## EXERCISE BRIEF
Which lines in the records below contain the word "pavement"? Copy each of them in full, treating uppercase and lowercase as different.

## Records from a point labeling set
————
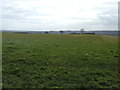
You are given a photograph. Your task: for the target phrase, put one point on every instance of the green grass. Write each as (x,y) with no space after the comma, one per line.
(59,61)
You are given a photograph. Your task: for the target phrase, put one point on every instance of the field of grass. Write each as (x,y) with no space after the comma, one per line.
(59,61)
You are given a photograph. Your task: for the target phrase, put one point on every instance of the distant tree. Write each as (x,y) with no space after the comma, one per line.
(61,31)
(46,32)
(82,30)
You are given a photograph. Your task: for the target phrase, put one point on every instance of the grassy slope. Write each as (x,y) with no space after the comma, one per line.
(44,60)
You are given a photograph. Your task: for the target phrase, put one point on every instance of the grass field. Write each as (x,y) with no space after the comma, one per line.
(59,61)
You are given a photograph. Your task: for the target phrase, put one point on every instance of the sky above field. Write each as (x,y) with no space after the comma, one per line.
(59,14)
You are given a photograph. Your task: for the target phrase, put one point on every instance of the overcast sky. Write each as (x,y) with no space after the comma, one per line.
(59,14)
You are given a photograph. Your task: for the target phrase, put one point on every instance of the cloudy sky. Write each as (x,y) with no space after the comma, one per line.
(59,14)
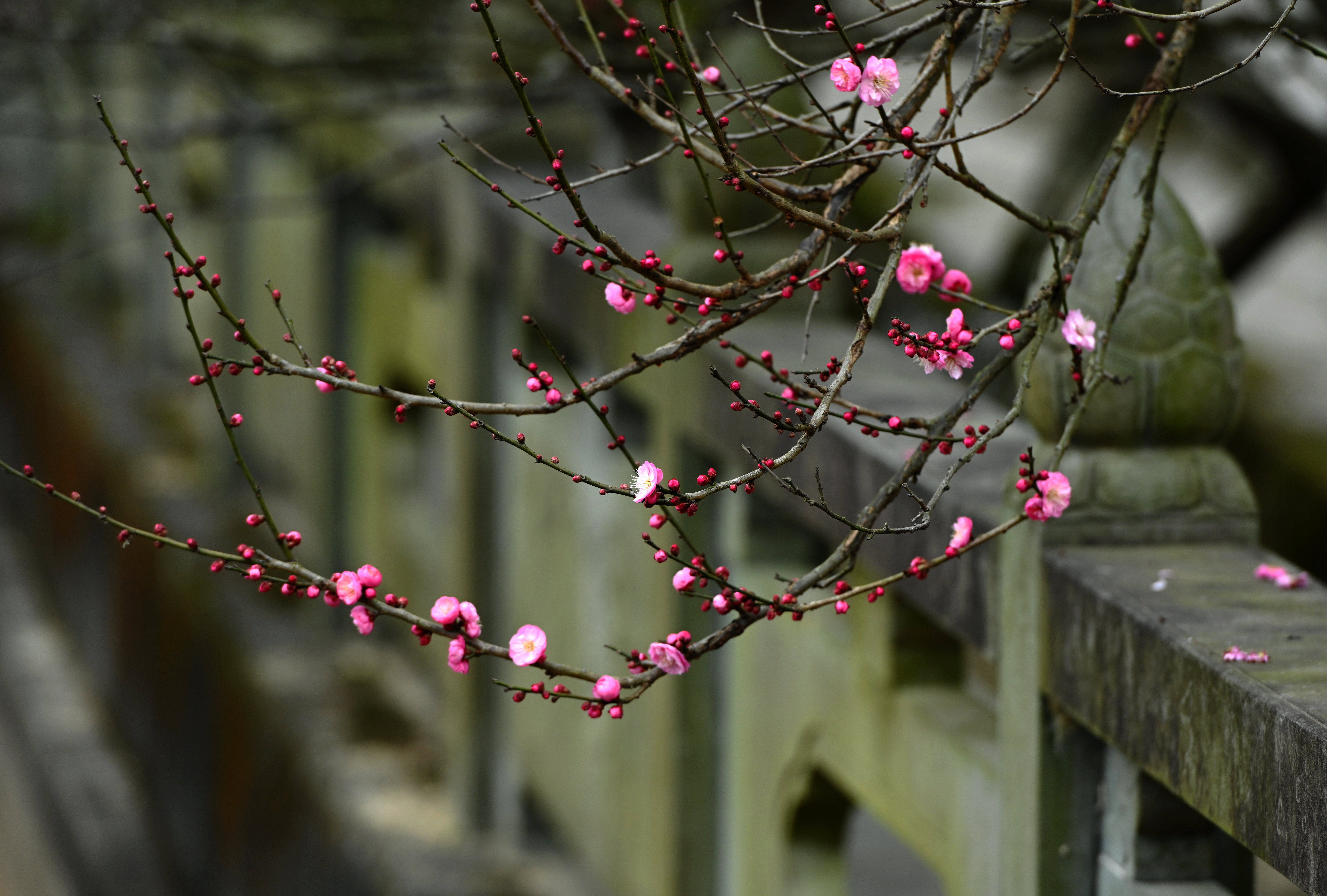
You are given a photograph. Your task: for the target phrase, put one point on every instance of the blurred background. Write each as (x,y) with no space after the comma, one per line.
(164,731)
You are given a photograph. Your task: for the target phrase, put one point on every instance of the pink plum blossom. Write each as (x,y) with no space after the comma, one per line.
(1036,510)
(956,329)
(1079,332)
(1282,577)
(361,620)
(846,75)
(647,479)
(917,267)
(445,610)
(1054,499)
(669,659)
(529,646)
(879,81)
(963,533)
(474,629)
(608,688)
(1057,494)
(955,362)
(348,588)
(457,655)
(956,281)
(1236,655)
(622,300)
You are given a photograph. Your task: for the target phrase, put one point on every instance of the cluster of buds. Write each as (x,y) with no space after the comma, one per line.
(971,437)
(840,588)
(1006,340)
(1026,479)
(929,347)
(711,304)
(831,23)
(858,278)
(651,262)
(539,380)
(330,365)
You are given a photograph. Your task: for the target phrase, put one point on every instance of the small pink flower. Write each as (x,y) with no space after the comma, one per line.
(963,533)
(647,479)
(669,659)
(1079,332)
(846,75)
(956,281)
(608,688)
(1036,510)
(457,655)
(474,629)
(445,610)
(622,300)
(917,267)
(955,362)
(348,588)
(529,646)
(879,81)
(1057,494)
(956,329)
(361,620)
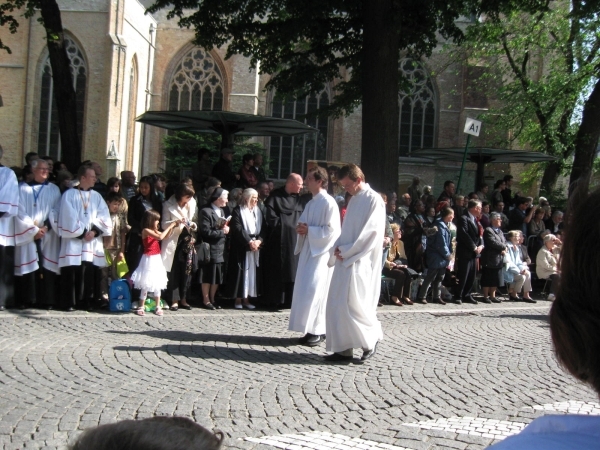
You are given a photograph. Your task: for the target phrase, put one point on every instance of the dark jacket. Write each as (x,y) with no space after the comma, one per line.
(212,233)
(494,244)
(467,238)
(439,246)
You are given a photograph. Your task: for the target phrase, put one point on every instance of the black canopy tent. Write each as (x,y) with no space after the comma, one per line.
(481,156)
(227,124)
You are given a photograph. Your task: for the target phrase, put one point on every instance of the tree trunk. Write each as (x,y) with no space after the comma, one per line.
(586,143)
(379,80)
(550,177)
(64,92)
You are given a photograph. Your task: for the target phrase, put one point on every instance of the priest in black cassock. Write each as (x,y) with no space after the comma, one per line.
(283,209)
(83,220)
(37,241)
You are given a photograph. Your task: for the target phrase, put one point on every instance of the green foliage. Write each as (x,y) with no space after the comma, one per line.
(8,18)
(540,66)
(181,151)
(305,43)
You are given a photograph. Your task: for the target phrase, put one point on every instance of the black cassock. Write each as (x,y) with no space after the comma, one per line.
(277,259)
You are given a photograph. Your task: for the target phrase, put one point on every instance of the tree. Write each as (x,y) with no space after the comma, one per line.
(307,44)
(545,68)
(64,92)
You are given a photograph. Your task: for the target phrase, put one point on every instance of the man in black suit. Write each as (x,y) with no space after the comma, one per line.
(468,248)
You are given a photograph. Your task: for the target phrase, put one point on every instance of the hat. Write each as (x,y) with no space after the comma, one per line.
(217,193)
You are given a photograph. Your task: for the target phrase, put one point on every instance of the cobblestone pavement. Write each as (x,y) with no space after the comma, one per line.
(450,376)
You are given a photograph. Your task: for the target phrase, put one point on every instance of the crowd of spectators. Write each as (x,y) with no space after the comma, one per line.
(498,241)
(247,226)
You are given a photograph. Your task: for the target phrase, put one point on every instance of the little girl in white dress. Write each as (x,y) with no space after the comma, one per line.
(151,276)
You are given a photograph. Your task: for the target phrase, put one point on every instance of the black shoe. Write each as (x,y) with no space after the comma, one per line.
(369,353)
(304,339)
(469,299)
(313,341)
(336,357)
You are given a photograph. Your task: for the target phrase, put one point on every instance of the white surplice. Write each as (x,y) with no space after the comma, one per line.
(351,314)
(314,275)
(38,205)
(9,205)
(74,220)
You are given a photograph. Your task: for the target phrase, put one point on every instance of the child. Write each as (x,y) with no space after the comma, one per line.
(151,276)
(114,245)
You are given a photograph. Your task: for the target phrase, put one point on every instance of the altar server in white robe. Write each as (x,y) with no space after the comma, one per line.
(351,314)
(37,240)
(318,228)
(9,207)
(83,220)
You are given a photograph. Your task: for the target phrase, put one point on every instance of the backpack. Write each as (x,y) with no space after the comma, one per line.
(119,296)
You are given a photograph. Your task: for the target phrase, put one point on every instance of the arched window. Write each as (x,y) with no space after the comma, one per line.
(48,130)
(289,154)
(197,83)
(417,108)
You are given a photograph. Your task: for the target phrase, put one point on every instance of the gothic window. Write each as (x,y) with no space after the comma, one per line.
(289,154)
(48,130)
(197,83)
(417,108)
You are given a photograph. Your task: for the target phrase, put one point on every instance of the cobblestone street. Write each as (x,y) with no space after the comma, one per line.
(444,377)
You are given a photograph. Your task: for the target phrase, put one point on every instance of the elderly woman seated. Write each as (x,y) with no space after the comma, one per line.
(546,263)
(574,323)
(515,271)
(396,267)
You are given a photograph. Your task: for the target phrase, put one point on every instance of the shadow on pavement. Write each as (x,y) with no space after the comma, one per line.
(187,336)
(541,317)
(229,354)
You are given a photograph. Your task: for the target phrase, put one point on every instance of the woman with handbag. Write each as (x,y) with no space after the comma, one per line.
(247,236)
(492,258)
(213,230)
(177,250)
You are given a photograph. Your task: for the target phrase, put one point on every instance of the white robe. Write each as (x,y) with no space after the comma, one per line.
(29,221)
(9,205)
(351,315)
(73,222)
(314,275)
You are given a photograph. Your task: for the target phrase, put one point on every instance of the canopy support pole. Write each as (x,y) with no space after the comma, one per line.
(462,167)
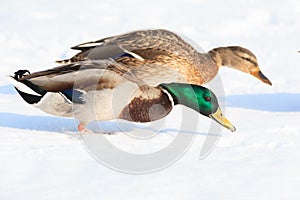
————
## CORRECT RESULT
You are given a photograph. Your task: for the target phrase, put one point on every instance of the cobblestone pavement. Write each as (x,y) with no space after the comma, one per line.
You are given a photograph. Your task: for the target phrase, put one point on every instance of the shadow on pavement. Write each as (x,y) with no space after the comma, one per line.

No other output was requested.